Le référendum sous la Vème République
Dissertation : Le référendum sous la Vème République. Rechercher de 53 000+ Dissertation Gratuites et MémoiresPar Alina_mishka • 17 Février 2020 • Dissertation • 2 710 Mots (11 Pages) • 1 811 Vues
Selon l’article 3 de la Constitution de 1958, la souveraineté nationale appartient au peuple qui l’exerce par la voie du référendum et par l’intermédiaire de ses représentants. A cet égard, la Ve République est une démocratie fondamentalement représentative au sein de laquelle le peuple délègue l’exercice de sa souveraineté à des représentants élus. Cela étant, les citoyens peuvent être amenés à participer directement à la prise de décision politique au moyen d’un procédé dit de démocratie semi-directe : le référendum. Le référendum est un procédé par lequel les citoyens sont appelés à répondre par « oui » ou par « non » à une question ou à un texte. Il est revêtu d’un caractère décisionnel et se distingue en cela de la consultation par laquelle les citoyens n’expriment qu’un simple avis qui ne lie pas les gouvernants.
La place accordée au référendum par les différentes constitutions françaises a beaucoup varié au cours de l’histoire. Le référendum a été introduit en France dès 1793 pour l'adoption de la Constitution, et il en sera de même pour l’adoption des textes constitutionnels de 1795 et de 1799. Le Premier Empire et le Second Empire l'ont pratiqué mais de manière dévoyée : il s'agissait alors de plébisciter l'Empereur, c’est-à-dire de lui témoigner avant tout sa confiance et de légitimer ainsi son pouvoir. De fait, l’histoire constitutionnelle a souvent associé le référendum au plébiscite, lequel apparaît comme un dévoiement du référendum. En réaction, la IIIe République l’exclura tandis que la IVe République ne le réintroduira qu’en matière constitutionnelle.

### Travail demandé:
1. D'après l'extrait sur le référendum, en quelle année le référendum a-t-il été introduit en France ?
2. Veuillez reproduire fidèlement le passage de l'extrait sur le référendum qui commence aux mots « La place accordée » et s'arrête après les mots « qu’en matière constitutionnelle. ».

Données sources
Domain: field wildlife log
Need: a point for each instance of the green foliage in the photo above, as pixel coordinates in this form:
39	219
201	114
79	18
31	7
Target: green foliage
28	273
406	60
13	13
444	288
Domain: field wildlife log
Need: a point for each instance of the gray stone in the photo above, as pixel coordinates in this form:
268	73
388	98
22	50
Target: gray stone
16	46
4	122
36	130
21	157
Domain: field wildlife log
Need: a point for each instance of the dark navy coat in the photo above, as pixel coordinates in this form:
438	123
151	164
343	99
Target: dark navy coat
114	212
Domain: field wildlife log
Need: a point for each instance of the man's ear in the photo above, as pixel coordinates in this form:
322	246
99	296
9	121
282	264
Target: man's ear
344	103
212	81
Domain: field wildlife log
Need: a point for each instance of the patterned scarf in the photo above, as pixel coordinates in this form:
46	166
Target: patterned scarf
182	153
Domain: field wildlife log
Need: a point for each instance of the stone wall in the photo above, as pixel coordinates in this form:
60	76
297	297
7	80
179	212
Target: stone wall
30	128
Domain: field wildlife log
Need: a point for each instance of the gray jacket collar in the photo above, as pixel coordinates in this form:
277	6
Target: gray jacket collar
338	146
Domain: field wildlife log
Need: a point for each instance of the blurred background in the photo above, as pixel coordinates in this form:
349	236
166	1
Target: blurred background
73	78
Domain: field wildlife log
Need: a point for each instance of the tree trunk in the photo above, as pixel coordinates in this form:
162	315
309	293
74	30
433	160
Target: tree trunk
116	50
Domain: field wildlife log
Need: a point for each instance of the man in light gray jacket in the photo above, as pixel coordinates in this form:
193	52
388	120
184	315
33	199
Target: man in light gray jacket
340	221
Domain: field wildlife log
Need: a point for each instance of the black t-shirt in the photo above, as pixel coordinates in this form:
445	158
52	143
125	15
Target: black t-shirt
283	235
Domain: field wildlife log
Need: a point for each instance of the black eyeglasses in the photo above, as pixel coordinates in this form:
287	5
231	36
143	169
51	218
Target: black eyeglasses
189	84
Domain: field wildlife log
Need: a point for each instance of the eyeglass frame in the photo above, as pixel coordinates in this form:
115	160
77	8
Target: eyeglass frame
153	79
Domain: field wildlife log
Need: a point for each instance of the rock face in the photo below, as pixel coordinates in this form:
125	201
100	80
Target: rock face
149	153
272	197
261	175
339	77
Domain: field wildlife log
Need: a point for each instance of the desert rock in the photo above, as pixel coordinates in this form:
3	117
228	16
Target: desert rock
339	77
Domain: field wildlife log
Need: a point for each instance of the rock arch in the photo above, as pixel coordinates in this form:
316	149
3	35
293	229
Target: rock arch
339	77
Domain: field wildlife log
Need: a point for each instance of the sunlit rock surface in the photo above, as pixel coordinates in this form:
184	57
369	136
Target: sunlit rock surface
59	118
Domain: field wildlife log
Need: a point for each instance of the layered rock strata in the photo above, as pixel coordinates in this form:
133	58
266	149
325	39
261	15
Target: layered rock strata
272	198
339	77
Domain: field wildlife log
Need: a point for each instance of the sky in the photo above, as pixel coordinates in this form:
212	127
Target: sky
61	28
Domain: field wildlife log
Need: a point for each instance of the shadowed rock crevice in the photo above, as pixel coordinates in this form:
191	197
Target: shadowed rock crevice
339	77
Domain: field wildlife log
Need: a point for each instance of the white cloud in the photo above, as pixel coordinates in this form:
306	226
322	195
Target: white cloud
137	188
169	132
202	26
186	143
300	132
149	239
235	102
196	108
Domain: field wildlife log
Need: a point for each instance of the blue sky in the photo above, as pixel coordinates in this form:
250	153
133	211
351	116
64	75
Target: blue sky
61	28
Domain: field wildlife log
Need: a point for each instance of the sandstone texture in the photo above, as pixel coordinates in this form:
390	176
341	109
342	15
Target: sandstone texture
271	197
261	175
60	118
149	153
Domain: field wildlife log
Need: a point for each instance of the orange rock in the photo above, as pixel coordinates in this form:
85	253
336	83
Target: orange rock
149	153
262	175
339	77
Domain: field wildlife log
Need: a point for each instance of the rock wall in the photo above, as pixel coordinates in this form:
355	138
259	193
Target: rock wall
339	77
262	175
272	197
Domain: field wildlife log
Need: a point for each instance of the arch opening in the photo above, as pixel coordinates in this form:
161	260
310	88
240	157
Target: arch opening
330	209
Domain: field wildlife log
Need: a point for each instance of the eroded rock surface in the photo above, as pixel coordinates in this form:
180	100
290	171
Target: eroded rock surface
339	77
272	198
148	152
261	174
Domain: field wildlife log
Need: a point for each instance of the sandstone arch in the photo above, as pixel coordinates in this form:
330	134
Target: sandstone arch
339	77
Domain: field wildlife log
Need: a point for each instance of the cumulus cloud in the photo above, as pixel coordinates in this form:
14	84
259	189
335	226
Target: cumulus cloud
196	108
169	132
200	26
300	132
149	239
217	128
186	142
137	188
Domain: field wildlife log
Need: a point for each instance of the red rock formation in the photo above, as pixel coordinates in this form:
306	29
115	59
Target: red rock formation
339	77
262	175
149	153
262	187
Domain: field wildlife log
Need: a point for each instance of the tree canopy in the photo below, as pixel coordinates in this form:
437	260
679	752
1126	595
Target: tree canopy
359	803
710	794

### Réponses par tâche:
1. En 1793, pour l'adoption de la Constitution.

2.
La place accordée au référendum par les différentes constitutions françaises a beaucoup varié au cours de l’histoire. Le référendum a été introduit en France dès 1793 pour l'adoption de la Constitution, et il en sera de même pour l’adoption des textes constitutionnels de 1795 et de 1799. Le Premier Empire et le Second Empire l'ont pratiqué mais de manière dévoyée : il s'agissait alors de plébisciter l'Empereur, c’est-à-dire de lui témoigner avant tout sa confiance et de légitimer ainsi son pouvoir. De fait, l’histoire constitutionnelle a souvent associé le référendum au plébiscite, lequel apparaît comme un dévoiement du référendum. En réaction, la IIIe République l’exclura tandis que la IVe République ne le réintroduira qu’en matière constitutionnelle.